The problem
Starting at the line that contains "of the tinted", copy each line through the final one exactly as written.

* Start *

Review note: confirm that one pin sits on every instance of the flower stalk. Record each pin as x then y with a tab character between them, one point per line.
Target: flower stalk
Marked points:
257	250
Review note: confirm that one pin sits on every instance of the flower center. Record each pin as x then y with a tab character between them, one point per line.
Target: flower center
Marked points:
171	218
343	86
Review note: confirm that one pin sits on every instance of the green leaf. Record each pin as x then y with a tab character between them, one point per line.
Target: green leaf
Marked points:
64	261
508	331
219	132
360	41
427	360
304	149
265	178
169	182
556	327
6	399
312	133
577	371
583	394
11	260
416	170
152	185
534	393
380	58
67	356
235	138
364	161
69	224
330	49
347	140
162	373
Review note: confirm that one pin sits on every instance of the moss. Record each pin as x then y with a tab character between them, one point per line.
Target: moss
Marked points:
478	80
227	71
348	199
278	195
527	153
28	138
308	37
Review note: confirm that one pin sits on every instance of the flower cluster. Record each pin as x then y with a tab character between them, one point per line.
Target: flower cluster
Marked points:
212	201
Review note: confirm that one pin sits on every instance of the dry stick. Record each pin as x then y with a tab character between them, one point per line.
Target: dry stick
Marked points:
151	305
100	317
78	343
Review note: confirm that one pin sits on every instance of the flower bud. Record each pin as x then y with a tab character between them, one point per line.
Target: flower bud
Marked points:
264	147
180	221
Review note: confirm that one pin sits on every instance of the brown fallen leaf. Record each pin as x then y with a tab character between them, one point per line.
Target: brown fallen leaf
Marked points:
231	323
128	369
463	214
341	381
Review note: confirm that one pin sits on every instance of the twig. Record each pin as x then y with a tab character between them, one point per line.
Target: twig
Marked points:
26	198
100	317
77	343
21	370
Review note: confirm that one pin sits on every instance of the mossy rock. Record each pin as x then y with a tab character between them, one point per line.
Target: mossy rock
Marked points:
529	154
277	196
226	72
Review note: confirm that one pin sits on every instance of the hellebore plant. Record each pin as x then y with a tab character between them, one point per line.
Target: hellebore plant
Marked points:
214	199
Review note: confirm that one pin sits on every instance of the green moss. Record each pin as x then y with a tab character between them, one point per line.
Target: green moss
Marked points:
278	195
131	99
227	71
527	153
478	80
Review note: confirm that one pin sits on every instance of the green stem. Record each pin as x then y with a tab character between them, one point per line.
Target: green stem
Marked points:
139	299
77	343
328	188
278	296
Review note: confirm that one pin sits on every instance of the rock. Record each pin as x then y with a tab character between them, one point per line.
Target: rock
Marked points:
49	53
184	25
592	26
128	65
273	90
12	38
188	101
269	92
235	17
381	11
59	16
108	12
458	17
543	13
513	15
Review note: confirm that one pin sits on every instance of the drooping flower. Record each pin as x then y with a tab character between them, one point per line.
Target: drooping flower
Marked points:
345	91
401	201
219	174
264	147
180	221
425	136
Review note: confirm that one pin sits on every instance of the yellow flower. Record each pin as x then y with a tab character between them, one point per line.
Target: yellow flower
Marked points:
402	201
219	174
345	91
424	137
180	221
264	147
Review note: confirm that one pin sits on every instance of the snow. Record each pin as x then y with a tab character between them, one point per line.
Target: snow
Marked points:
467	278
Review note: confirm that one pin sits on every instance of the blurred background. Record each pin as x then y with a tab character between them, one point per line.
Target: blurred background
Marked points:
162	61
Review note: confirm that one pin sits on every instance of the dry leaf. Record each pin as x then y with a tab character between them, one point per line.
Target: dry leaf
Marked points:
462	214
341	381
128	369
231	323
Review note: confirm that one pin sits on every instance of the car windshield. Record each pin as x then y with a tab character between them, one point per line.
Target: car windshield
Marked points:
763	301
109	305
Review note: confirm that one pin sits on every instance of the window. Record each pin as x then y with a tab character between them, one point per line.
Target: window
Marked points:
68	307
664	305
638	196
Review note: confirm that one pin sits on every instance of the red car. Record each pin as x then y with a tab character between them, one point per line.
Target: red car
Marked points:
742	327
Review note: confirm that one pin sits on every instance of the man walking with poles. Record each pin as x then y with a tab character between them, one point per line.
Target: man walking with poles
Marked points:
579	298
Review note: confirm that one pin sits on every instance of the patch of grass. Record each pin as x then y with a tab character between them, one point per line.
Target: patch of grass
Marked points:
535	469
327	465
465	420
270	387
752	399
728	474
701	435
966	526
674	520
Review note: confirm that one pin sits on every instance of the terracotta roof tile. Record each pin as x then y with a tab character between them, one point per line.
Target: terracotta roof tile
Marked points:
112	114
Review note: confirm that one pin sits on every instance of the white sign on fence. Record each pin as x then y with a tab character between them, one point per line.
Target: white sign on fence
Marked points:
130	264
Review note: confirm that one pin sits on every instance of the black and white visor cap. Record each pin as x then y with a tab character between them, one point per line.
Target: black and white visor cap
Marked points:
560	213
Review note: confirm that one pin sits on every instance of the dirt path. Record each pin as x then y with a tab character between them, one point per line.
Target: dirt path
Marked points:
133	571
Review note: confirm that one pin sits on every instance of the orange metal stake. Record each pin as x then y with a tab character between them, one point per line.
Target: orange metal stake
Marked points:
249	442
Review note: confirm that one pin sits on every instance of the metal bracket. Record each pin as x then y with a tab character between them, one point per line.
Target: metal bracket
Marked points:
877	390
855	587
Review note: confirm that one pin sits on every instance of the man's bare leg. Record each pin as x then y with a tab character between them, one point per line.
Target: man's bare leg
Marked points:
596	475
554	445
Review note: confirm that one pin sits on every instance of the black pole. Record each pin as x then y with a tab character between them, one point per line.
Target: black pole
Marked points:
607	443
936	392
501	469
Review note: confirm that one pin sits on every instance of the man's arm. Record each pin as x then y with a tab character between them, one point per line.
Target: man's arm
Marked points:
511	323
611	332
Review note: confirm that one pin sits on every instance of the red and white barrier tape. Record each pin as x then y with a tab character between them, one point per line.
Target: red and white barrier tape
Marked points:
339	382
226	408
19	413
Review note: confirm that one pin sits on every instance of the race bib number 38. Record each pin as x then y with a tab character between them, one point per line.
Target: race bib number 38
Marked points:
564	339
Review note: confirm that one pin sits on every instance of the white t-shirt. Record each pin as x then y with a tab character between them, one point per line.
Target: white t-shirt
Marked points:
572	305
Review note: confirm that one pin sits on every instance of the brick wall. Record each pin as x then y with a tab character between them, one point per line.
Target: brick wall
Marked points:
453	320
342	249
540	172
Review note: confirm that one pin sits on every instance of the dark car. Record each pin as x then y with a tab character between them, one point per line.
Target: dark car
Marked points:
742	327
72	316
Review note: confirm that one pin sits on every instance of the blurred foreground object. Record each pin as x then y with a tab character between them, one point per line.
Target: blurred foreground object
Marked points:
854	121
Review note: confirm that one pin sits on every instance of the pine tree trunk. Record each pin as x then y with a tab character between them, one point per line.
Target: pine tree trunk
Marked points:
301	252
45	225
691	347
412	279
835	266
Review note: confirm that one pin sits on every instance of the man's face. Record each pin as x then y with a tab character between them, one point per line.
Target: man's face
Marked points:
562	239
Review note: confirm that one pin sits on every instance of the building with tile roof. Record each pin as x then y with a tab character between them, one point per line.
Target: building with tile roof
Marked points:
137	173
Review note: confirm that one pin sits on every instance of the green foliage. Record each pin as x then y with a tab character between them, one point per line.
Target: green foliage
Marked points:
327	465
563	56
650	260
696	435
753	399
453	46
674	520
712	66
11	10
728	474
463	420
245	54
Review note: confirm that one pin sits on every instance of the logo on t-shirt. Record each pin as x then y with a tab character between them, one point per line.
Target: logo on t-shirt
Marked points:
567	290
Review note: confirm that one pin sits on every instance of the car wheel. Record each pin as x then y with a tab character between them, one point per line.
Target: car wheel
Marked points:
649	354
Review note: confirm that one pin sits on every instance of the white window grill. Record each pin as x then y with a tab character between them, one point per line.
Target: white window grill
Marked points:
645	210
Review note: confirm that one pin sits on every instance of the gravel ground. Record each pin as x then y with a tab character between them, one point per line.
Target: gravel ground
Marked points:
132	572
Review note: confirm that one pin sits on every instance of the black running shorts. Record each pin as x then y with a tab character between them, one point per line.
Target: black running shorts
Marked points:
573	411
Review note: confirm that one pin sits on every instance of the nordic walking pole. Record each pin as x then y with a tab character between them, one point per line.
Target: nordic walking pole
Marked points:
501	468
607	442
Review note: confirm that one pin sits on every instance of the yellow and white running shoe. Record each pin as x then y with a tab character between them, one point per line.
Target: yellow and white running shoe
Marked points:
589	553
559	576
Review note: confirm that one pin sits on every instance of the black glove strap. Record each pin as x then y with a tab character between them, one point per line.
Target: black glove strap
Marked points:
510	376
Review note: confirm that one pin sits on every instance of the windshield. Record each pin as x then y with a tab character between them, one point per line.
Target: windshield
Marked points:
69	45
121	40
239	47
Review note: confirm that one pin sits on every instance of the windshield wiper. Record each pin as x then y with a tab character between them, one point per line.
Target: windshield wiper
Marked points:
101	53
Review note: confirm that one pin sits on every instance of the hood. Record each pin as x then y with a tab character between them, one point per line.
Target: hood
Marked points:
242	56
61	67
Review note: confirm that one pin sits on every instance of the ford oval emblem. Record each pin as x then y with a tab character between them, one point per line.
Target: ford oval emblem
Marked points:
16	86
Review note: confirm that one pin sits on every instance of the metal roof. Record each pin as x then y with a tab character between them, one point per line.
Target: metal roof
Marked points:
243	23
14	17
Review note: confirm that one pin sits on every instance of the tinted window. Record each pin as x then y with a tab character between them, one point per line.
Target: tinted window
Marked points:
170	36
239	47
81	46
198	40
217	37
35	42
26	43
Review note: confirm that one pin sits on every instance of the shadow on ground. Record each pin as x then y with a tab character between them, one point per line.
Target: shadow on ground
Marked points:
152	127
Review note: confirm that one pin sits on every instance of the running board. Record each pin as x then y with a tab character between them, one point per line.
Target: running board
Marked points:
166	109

* End *

Solution to the problem
Review note: confirm that one pin sits on every instance of the tinted window. Record each pin as x then y with a tab character between them, one point per line.
Target: tinted window
Marked points:
170	36
239	47
81	46
198	40
217	37
35	42
26	43
Review note: confirm that one pin sits on every instance of the shadow on ground. Record each pin as x then y with a tab character between them, one point per line.
Target: shadow on ground
Marked points:
152	127
Review note: confirm that one pin sits on every instance of the running board. Record each pin as x then y with a tab character between them, one point per line.
Target: running board
Marked points:
166	109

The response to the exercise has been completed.